Start of Excerpted data

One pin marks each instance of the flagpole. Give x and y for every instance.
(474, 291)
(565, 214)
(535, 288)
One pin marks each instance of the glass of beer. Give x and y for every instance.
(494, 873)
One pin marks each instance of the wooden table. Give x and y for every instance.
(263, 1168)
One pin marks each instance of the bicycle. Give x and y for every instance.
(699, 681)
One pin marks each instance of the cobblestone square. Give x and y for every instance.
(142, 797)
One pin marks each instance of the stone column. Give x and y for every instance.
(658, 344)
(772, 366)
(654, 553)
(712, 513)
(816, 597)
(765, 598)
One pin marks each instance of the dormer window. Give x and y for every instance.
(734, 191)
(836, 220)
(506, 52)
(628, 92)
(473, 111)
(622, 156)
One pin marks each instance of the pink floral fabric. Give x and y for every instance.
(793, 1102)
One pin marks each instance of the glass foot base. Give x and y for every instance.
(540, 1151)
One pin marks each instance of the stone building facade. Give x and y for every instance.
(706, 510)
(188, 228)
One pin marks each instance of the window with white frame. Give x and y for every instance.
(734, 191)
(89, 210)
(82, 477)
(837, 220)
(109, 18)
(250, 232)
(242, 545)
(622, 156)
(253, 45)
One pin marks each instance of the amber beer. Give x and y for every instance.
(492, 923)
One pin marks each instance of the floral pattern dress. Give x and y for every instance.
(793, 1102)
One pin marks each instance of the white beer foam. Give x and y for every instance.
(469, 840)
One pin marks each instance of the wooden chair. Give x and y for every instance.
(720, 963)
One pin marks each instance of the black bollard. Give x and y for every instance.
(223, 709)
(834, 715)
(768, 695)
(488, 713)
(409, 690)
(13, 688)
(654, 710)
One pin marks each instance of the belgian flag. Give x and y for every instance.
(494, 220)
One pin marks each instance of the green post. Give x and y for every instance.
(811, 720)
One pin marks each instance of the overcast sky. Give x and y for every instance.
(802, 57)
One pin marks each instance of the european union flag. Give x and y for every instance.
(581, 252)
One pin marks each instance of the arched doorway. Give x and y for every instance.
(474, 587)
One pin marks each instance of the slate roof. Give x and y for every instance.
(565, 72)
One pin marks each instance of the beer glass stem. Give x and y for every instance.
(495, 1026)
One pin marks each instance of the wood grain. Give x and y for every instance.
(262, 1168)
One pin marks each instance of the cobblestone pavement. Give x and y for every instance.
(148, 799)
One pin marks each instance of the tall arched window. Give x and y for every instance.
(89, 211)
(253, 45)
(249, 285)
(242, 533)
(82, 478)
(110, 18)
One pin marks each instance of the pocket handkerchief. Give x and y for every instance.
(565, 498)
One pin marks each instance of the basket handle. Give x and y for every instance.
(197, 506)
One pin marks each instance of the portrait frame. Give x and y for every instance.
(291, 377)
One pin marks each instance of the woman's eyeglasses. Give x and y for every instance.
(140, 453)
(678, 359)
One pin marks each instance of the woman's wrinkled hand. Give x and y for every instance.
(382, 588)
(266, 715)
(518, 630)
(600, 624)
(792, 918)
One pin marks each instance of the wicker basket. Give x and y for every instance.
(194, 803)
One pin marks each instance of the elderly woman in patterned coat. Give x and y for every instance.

End of Excerpted data

**Description of the task**
Return the listing above in its exact form.

**Solution for this problem**
One pin marks each instance of the flagpole. Give x and y for every instance.
(474, 291)
(565, 214)
(535, 288)
One pin marks each instance of the glass of beer. Give x and y for every instance.
(494, 873)
One pin marks each instance of the wooden table. Give x and y for every instance.
(263, 1168)
One pin marks each instance of the bicycle. Give x and y for every instance.
(699, 681)
One pin marks each instance of the cobblestone square. Give x and y for every instance.
(142, 797)
One pin marks each instance of the stone column. Give x and y for every instance.
(658, 344)
(772, 366)
(654, 553)
(712, 513)
(816, 597)
(765, 598)
One pin marks each instance of the dormer window. Give x and y for every instance.
(734, 191)
(836, 220)
(506, 52)
(628, 92)
(473, 111)
(622, 156)
One pin marks each instance of the pink floral fabric. Give x and y for every instance.
(793, 1102)
One pin marks each instance of the glass foot base. Give x and y for every instance.
(540, 1151)
One pin marks each instance of the stone building facade. Give x and y for every instance.
(706, 510)
(188, 228)
One pin marks each instance of the window with white frame. Give x and y for every instance.
(734, 191)
(89, 210)
(82, 477)
(837, 220)
(109, 18)
(250, 232)
(242, 545)
(622, 156)
(253, 45)
One pin marks each instance of the amber beer. Give x and y for every instance.
(492, 923)
One pin marks each instance of the floral pattern dress. Give x and y for every instance.
(793, 1102)
One pin marks each instance of the white beer foam. Give x and y for every instance.
(469, 840)
One pin marks each instance of the wooden chair. Give x and y for every instance.
(720, 963)
One pin marks each instance of the black bollard. Give x and y for every instance.
(223, 709)
(834, 715)
(768, 695)
(488, 713)
(409, 690)
(13, 688)
(654, 710)
One pin marks each instance of the belgian flag. Give x and y for every instance.
(494, 220)
One pin marks each instance of the green post. Give x and y for every instance.
(811, 720)
One pin marks each instance of the overcast sky. Give x and y for every instance.
(802, 57)
One pin marks each instance of the european union flag. Give x and y for every instance.
(581, 252)
One pin marks each instance of the arched doorway. Give x and y for every instance.
(474, 587)
One pin marks each instance of the slate roof. Give x and y for every instance.
(565, 72)
One pin marks each instance of the beer glass stem. Give x and y for every instance.
(495, 1026)
One pin marks each instance of the wood grain. Give x and y for every instance.
(262, 1168)
One pin marks each instance of the cobblestone pavement. Give x and y for every instance.
(148, 799)
One pin marks each instance of the tall arched window. Give x and y for every instance.
(89, 211)
(253, 45)
(249, 285)
(242, 533)
(82, 478)
(110, 18)
One pin marks each instance of the pocket handkerchief. Give x and y for every instance.
(565, 498)
One pin marks each instance of the basket handle. Give x and y for every instance.
(197, 506)
One pin marks each instance of the portrait frame. Give x and y for every instance.
(291, 377)
One pin marks each instance of the woman's eyeglasses. Give x and y for every instance.
(140, 453)
(678, 359)
One pin marks each instance of the woman's wrinkled hand. Give x and y for every instance.
(382, 588)
(266, 715)
(518, 630)
(600, 624)
(792, 918)
One pin marks each instance of the wicker basket. Give x and y for every instance.
(194, 803)
One pin marks each instance of the elderly woman in patterned coat. Give x and y for every instance.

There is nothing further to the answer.